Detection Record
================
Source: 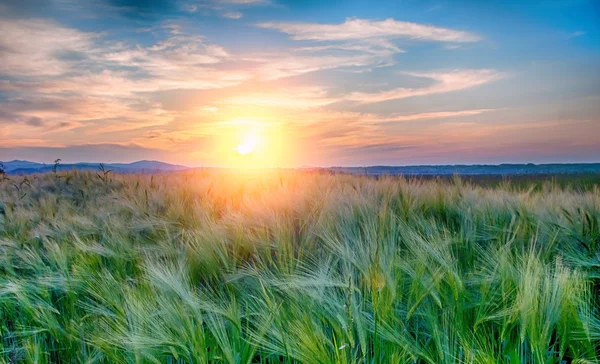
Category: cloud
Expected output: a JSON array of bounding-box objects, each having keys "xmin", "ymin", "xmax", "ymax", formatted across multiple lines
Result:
[
  {"xmin": 569, "ymin": 31, "xmax": 587, "ymax": 38},
  {"xmin": 370, "ymin": 109, "xmax": 495, "ymax": 123},
  {"xmin": 223, "ymin": 11, "xmax": 244, "ymax": 19},
  {"xmin": 25, "ymin": 116, "xmax": 44, "ymax": 127},
  {"xmin": 222, "ymin": 86, "xmax": 339, "ymax": 109},
  {"xmin": 346, "ymin": 69, "xmax": 503, "ymax": 104},
  {"xmin": 257, "ymin": 18, "xmax": 481, "ymax": 43},
  {"xmin": 0, "ymin": 19, "xmax": 97, "ymax": 76},
  {"xmin": 216, "ymin": 0, "xmax": 271, "ymax": 5}
]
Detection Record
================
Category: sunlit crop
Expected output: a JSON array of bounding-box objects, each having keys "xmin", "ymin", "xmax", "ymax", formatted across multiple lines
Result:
[{"xmin": 0, "ymin": 170, "xmax": 600, "ymax": 364}]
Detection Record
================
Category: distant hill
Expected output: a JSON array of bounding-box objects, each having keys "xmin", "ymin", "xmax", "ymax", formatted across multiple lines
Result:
[
  {"xmin": 2, "ymin": 160, "xmax": 600, "ymax": 176},
  {"xmin": 2, "ymin": 160, "xmax": 188, "ymax": 174},
  {"xmin": 326, "ymin": 163, "xmax": 600, "ymax": 176}
]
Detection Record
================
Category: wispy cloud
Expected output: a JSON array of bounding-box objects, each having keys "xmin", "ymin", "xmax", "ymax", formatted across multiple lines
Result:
[
  {"xmin": 223, "ymin": 11, "xmax": 244, "ymax": 19},
  {"xmin": 257, "ymin": 18, "xmax": 481, "ymax": 43},
  {"xmin": 346, "ymin": 69, "xmax": 503, "ymax": 103}
]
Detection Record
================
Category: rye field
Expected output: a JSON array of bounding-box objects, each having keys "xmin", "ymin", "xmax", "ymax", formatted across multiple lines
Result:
[{"xmin": 0, "ymin": 171, "xmax": 600, "ymax": 364}]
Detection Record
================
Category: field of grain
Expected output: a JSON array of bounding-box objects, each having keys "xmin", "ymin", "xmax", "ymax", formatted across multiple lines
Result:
[{"xmin": 0, "ymin": 171, "xmax": 600, "ymax": 364}]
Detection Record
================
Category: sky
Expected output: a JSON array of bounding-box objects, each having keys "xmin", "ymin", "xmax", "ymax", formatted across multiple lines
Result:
[{"xmin": 0, "ymin": 0, "xmax": 600, "ymax": 167}]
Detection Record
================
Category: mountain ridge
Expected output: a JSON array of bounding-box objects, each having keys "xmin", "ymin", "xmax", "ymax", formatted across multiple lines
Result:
[{"xmin": 1, "ymin": 159, "xmax": 600, "ymax": 176}]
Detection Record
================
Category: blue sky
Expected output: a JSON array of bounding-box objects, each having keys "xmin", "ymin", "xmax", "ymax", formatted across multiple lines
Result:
[{"xmin": 0, "ymin": 0, "xmax": 600, "ymax": 167}]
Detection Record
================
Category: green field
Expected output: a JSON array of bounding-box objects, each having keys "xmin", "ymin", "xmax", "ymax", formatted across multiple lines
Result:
[{"xmin": 0, "ymin": 171, "xmax": 600, "ymax": 363}]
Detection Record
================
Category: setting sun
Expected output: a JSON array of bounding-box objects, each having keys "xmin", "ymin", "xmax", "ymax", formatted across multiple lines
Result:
[{"xmin": 233, "ymin": 137, "xmax": 258, "ymax": 155}]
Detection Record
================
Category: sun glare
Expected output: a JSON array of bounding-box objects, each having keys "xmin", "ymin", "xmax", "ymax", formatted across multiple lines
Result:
[
  {"xmin": 213, "ymin": 114, "xmax": 294, "ymax": 170},
  {"xmin": 233, "ymin": 137, "xmax": 257, "ymax": 155}
]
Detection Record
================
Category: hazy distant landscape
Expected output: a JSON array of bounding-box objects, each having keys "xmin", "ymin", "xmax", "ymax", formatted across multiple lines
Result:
[{"xmin": 2, "ymin": 160, "xmax": 600, "ymax": 176}]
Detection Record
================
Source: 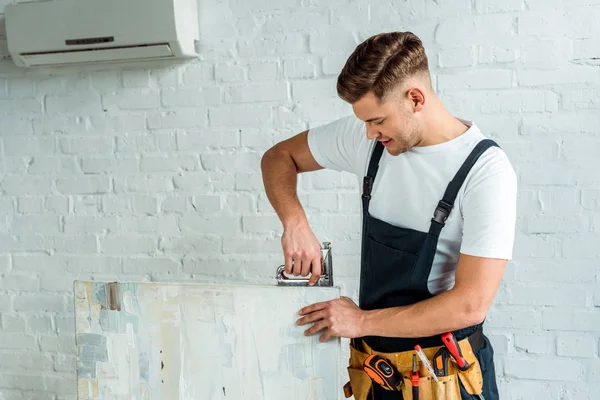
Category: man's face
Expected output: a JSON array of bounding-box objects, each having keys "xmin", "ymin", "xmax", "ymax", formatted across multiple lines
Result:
[{"xmin": 352, "ymin": 92, "xmax": 423, "ymax": 156}]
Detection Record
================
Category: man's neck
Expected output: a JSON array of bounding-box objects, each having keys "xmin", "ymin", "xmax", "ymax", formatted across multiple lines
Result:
[{"xmin": 419, "ymin": 107, "xmax": 469, "ymax": 146}]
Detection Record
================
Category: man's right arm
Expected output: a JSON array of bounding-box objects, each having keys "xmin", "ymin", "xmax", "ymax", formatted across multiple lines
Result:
[{"xmin": 261, "ymin": 131, "xmax": 323, "ymax": 284}]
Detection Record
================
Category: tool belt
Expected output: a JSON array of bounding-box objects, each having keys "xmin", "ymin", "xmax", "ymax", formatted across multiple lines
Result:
[{"xmin": 344, "ymin": 329, "xmax": 483, "ymax": 400}]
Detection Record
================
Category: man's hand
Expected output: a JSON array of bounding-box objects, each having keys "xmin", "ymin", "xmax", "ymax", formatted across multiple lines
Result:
[
  {"xmin": 298, "ymin": 296, "xmax": 365, "ymax": 342},
  {"xmin": 281, "ymin": 220, "xmax": 322, "ymax": 286}
]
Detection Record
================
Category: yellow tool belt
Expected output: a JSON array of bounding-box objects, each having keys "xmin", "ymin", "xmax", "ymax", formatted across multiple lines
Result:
[{"xmin": 344, "ymin": 338, "xmax": 483, "ymax": 400}]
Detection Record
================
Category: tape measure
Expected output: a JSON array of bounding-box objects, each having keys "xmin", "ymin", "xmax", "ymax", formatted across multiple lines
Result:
[{"xmin": 363, "ymin": 354, "xmax": 403, "ymax": 392}]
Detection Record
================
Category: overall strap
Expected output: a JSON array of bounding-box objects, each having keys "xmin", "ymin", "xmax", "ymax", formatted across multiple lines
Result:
[
  {"xmin": 362, "ymin": 141, "xmax": 384, "ymax": 215},
  {"xmin": 429, "ymin": 139, "xmax": 500, "ymax": 237}
]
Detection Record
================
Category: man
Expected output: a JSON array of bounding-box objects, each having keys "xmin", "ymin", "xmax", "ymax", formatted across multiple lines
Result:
[{"xmin": 261, "ymin": 32, "xmax": 517, "ymax": 400}]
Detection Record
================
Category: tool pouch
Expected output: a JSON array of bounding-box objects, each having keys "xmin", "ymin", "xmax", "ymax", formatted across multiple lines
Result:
[
  {"xmin": 457, "ymin": 339, "xmax": 483, "ymax": 395},
  {"xmin": 346, "ymin": 339, "xmax": 483, "ymax": 400}
]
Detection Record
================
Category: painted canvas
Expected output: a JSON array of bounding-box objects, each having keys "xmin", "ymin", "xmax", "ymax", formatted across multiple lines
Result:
[{"xmin": 74, "ymin": 281, "xmax": 343, "ymax": 400}]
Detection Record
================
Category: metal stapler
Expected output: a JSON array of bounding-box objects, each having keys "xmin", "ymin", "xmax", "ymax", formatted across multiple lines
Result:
[{"xmin": 276, "ymin": 242, "xmax": 333, "ymax": 286}]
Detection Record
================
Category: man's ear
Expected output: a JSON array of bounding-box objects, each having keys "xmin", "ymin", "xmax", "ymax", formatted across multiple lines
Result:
[{"xmin": 406, "ymin": 86, "xmax": 425, "ymax": 112}]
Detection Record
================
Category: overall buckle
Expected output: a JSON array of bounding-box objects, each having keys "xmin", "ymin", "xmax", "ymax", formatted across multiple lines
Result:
[
  {"xmin": 431, "ymin": 200, "xmax": 452, "ymax": 226},
  {"xmin": 363, "ymin": 176, "xmax": 373, "ymax": 199}
]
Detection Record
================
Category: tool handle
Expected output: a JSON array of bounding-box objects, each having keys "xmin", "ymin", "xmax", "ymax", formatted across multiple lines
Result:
[
  {"xmin": 363, "ymin": 354, "xmax": 402, "ymax": 390},
  {"xmin": 442, "ymin": 332, "xmax": 469, "ymax": 371}
]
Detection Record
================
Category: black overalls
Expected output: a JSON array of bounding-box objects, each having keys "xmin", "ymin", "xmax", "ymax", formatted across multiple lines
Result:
[{"xmin": 353, "ymin": 139, "xmax": 498, "ymax": 400}]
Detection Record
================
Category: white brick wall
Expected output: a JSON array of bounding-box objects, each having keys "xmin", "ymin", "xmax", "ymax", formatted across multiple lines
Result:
[{"xmin": 0, "ymin": 0, "xmax": 600, "ymax": 400}]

Written task
Count the lines above that contain the string "distant", and reply with the number alone.

Written response
2